'''
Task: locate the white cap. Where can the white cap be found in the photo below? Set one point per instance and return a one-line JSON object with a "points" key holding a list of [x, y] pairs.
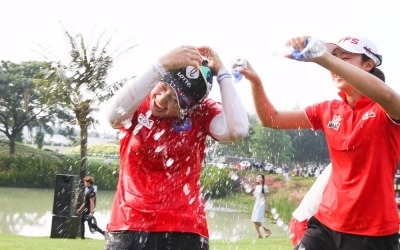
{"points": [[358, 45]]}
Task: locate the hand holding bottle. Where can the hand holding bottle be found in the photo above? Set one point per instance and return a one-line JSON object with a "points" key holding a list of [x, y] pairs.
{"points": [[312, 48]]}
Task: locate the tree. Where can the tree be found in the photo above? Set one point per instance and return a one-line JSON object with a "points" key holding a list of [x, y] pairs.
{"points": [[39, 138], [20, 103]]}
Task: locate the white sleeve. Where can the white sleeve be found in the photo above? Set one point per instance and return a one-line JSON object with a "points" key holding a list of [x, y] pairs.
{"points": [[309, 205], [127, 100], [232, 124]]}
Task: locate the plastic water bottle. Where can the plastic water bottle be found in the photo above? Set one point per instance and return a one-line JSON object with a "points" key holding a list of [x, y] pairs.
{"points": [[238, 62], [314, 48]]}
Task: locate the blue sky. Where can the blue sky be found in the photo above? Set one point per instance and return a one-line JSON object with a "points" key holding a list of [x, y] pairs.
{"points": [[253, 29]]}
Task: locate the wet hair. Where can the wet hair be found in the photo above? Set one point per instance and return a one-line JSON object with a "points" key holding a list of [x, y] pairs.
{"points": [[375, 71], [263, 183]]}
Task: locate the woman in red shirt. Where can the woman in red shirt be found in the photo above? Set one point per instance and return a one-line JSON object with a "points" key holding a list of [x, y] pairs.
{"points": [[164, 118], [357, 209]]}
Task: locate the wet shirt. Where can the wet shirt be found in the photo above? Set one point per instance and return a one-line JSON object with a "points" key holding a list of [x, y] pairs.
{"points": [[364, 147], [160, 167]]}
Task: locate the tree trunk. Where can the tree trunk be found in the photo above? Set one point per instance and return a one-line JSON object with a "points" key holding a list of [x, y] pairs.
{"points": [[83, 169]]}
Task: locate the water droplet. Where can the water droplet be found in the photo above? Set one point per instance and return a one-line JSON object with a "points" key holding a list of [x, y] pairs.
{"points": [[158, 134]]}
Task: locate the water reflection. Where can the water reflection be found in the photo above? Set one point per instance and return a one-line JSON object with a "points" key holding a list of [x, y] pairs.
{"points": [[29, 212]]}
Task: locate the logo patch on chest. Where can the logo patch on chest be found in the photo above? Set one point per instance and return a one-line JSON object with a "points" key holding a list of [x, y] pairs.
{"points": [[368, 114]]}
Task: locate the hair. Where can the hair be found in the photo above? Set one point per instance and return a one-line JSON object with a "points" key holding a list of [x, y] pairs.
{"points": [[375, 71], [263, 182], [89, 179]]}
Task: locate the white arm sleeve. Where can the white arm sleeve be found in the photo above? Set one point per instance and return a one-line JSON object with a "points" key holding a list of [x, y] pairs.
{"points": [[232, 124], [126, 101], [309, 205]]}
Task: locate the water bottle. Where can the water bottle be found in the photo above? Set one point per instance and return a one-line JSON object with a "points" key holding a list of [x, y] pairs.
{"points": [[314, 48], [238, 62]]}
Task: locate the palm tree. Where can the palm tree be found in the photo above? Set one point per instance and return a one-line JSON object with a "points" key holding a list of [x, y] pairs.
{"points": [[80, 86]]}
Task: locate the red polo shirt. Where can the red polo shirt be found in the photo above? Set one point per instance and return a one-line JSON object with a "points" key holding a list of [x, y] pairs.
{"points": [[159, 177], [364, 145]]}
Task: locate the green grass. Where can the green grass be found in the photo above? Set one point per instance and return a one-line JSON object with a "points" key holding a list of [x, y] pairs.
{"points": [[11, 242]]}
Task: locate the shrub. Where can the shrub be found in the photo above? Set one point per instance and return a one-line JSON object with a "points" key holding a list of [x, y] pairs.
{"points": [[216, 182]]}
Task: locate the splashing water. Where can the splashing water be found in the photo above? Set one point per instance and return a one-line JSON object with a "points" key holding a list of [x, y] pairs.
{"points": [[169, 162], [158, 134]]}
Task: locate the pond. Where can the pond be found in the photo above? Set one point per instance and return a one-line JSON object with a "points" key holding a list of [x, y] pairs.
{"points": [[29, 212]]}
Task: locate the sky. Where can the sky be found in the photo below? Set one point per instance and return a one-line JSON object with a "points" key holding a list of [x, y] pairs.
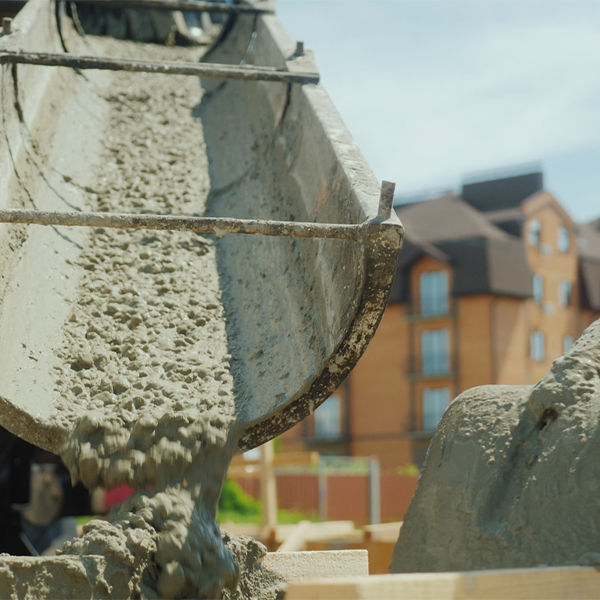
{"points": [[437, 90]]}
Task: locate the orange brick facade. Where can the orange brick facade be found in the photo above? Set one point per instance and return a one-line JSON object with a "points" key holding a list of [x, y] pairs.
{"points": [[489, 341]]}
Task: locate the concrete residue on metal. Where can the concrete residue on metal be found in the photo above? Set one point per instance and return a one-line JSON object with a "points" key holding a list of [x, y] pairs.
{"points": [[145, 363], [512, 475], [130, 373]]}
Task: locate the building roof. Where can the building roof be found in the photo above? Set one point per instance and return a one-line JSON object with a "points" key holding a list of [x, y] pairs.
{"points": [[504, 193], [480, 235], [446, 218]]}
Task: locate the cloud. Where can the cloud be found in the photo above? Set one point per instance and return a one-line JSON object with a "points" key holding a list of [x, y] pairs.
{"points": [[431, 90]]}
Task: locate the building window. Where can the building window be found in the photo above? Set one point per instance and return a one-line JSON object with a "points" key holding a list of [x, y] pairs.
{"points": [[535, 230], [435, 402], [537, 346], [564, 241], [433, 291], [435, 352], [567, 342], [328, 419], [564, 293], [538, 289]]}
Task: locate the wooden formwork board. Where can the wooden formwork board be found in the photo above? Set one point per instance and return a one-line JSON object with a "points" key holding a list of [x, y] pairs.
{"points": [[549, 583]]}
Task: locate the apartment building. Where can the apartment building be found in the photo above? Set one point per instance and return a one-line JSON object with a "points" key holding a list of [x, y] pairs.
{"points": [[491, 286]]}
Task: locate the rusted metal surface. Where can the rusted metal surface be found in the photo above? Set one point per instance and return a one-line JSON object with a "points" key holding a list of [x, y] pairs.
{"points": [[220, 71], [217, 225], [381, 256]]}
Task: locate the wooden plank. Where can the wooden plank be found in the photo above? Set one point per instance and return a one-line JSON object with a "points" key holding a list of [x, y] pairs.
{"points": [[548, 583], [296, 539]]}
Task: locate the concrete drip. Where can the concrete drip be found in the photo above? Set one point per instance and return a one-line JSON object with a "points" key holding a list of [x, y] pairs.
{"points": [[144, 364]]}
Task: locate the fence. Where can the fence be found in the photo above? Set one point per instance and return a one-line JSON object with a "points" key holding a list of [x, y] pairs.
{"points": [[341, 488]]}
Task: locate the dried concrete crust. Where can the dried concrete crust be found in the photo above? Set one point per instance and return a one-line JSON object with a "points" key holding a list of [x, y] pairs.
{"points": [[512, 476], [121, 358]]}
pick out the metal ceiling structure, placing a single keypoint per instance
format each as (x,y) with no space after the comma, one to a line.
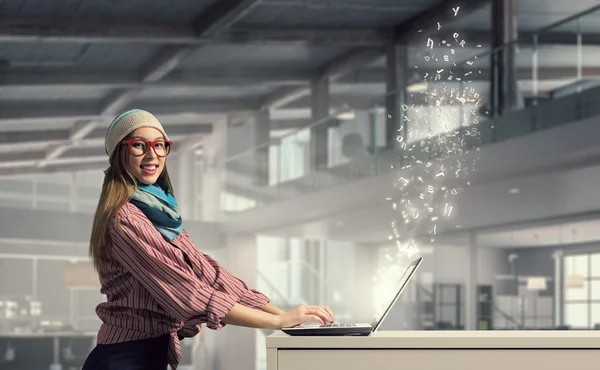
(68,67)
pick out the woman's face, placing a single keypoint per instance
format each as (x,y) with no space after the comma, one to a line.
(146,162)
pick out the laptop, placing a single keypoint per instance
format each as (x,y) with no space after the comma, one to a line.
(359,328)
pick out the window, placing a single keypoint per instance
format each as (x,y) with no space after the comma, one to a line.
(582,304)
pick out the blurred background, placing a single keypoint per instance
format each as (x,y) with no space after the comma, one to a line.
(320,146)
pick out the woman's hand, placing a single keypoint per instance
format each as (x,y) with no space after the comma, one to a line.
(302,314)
'''
For every line above that holds the word "single", report the whole line.

pick out the metal ceiling structure, placing a single keypoint per instance
pick out the woman's face, placing a single keypoint per instance
pick out the laptop, placing a single keypoint per instance
pick out the window, placing a single keypoint per instance
pick out the blurred background, placing a single keypoint per instance
pick out the woman's hand, placing a single keypoint per instance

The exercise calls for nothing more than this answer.